— START OF DOCUMENT SECTION —

# Melting Cemented Silver



## Shrek (Sep 24, 2013)

Hey all,
Sorry to start a new thread, but I didn't want to go off-topic on the last one.
I'm reducing fixer using zinc (as is recommended in Hoke's Refining Precious Metal Wastes). I've done everything by the book, and I have silver sludge that looks as it should.
The problem I'm having is with the melting process; trying to turn my sludge into solid metal silver. Here's what hasn't been working:
- heat up a small melting dish using a propane torch.
- sprinkle a small amount of borax all over the melting dish, continue heating.
- put some sludge into the melting dish and heat.

This hasn't really worked out for me.  I've ended up with what basically look like black stones that won't turn liquid. What am I doing wrong?


----------



## element47.5 (Sep 24, 2013)

Mere propane doesn't have enough poop to melt silver; minimally, you need MAPP gas and a turbo torch. I do not think you'll be able to melt anything bigger than a pea sized button of silver with straight propane, and even then, just barely. I don't think you are going to get where you want with straight propane.


----------



## metatp (Sep 25, 2013)

I've been able to melt over 3 ozt of silver in a melting dish with a propane torch. Though I do live in South Florida. To make this work, I insulate the melting dish with ceramic fiber blanket, 8 lb density.

— END OF DOCUMENT SECTION —
— START OF DATASET EXTRACT —

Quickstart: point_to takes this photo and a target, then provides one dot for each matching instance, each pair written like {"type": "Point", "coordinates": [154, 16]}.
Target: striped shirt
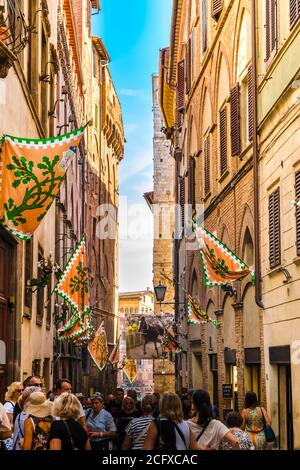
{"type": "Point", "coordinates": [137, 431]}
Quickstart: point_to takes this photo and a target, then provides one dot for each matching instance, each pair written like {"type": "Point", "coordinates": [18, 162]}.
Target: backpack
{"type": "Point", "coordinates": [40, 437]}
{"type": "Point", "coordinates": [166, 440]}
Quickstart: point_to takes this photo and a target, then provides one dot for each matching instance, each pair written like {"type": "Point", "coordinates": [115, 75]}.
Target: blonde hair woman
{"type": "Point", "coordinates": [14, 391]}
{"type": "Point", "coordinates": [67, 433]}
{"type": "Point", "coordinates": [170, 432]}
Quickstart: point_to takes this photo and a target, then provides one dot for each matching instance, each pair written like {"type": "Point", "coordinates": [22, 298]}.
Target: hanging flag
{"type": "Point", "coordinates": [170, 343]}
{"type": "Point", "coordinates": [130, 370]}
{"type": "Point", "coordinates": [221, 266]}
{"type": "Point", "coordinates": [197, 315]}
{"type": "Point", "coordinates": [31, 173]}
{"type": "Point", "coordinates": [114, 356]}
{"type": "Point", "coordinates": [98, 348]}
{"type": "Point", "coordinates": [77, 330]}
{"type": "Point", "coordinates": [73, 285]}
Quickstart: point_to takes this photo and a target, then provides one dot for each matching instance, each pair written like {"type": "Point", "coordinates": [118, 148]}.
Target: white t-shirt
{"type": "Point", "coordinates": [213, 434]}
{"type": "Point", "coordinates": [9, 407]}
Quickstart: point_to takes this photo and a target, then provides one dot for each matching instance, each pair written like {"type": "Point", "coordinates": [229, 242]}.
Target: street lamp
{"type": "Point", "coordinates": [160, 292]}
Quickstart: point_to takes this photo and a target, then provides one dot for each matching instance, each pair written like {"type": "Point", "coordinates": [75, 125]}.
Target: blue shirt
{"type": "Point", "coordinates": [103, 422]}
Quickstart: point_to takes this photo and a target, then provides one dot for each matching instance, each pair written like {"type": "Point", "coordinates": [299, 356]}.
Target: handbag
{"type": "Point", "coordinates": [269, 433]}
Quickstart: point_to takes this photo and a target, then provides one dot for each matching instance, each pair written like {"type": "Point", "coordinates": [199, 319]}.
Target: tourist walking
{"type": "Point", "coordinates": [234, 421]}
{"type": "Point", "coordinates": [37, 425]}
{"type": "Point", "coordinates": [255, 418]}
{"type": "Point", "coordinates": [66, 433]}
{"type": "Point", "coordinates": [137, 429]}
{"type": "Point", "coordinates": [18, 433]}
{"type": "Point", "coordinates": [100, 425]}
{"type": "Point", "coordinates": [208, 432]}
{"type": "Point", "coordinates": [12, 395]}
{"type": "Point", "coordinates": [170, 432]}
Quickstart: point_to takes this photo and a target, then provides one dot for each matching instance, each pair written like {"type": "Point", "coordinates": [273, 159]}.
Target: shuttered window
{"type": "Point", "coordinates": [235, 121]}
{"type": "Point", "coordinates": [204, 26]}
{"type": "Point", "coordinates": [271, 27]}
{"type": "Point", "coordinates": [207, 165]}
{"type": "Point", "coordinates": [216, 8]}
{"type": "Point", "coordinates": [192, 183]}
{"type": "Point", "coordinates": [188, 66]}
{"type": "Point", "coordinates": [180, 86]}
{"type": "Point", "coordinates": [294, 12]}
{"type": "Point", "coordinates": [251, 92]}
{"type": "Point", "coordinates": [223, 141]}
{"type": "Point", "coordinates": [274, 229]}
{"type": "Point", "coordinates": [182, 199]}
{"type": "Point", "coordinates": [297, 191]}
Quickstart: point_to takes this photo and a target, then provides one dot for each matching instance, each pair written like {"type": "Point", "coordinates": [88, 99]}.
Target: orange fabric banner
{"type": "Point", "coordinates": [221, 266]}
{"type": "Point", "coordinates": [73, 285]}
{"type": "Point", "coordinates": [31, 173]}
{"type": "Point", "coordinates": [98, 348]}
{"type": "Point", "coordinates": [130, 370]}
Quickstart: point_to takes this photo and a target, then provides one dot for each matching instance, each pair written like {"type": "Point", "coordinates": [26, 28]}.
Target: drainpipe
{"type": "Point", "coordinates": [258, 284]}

— END OF DATASET EXTRACT —

• **GOAL 1**
In the forum thread on melting cemented silver, rewrite the paragraph beginning "I've been able to melt over 3 ozt" as a bulleted list that keeps its main facts.
• **GOAL 2**
What equipment does element47.5 say is minimally needed to melt silver in the forum thread on melting cemented silver?

• **FINISHED ANSWER 1**
- Melted over 3 ozt of silver in a melting dish with a propane torch
- Lives in South Florida
- Insulates the melting dish with 8 lb density ceramic fiber blanket to make this work

• **FINISHED ANSWER 2**
MAPP gas and a turbo torch.